=== Stated problem ===
Find every line in the data below that contains the string "lamp" and copy each such line. Case matters.

::: Recorded data

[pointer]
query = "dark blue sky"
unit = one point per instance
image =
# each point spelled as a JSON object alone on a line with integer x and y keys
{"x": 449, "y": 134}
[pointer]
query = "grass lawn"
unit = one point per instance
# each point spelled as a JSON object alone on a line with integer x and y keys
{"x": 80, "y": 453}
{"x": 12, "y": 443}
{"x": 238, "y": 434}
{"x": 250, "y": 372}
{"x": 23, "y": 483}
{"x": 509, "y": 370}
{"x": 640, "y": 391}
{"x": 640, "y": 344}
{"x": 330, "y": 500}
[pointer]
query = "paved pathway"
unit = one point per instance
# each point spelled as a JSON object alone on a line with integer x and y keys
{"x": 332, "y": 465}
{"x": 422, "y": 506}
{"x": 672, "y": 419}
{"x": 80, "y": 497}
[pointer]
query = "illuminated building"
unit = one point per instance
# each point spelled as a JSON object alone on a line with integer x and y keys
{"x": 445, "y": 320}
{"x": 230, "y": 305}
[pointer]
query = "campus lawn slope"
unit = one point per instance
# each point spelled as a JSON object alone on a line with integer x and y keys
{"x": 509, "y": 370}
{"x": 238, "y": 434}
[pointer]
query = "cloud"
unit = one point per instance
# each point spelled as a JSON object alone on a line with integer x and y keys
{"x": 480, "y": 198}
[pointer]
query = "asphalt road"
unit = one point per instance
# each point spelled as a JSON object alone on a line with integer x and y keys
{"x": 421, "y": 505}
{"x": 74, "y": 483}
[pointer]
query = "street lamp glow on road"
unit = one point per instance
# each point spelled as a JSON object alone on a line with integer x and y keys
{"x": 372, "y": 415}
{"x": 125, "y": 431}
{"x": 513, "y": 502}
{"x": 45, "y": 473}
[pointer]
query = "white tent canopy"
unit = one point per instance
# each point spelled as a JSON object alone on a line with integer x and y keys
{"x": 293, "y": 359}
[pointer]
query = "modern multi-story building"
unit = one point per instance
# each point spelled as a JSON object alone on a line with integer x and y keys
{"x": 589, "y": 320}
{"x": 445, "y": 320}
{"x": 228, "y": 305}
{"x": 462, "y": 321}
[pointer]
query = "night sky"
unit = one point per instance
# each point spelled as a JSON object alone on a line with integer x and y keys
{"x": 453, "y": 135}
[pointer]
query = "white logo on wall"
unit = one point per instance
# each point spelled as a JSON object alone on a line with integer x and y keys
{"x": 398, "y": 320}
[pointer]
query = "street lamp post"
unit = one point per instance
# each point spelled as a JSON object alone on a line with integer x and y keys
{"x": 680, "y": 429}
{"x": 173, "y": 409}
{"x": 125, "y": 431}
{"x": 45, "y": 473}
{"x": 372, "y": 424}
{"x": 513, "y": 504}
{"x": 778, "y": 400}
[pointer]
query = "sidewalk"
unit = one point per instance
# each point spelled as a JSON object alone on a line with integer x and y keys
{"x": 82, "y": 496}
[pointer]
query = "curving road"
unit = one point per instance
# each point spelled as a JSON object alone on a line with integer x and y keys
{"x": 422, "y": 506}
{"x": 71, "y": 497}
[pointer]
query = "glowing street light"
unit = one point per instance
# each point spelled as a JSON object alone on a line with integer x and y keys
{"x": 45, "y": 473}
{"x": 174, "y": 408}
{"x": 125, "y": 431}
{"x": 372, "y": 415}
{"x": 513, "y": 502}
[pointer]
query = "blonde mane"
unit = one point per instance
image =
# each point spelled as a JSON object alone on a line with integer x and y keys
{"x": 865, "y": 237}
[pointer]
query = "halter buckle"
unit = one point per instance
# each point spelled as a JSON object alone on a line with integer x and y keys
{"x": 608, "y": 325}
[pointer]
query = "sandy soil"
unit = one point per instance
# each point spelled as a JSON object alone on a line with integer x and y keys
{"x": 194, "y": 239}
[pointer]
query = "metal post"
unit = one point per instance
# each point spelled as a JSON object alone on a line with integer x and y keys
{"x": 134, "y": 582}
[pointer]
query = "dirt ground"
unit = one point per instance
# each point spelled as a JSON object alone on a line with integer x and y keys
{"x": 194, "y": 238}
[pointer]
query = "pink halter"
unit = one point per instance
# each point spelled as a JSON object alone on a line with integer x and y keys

::::::

=== Exercise response ===
query = "street lamp glow on road"
query = "street lamp post"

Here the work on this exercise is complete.